Goal :: Reproduce the following listing line for line, keeping every character the same.

____________________

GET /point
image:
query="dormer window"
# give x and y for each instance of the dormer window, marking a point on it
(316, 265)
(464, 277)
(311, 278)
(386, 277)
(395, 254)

____________________

The answer ::
GET /point
image:
query="dormer window"
# give x and y for each instance of the dormer window, marking a point on it
(316, 265)
(464, 277)
(311, 278)
(386, 277)
(395, 254)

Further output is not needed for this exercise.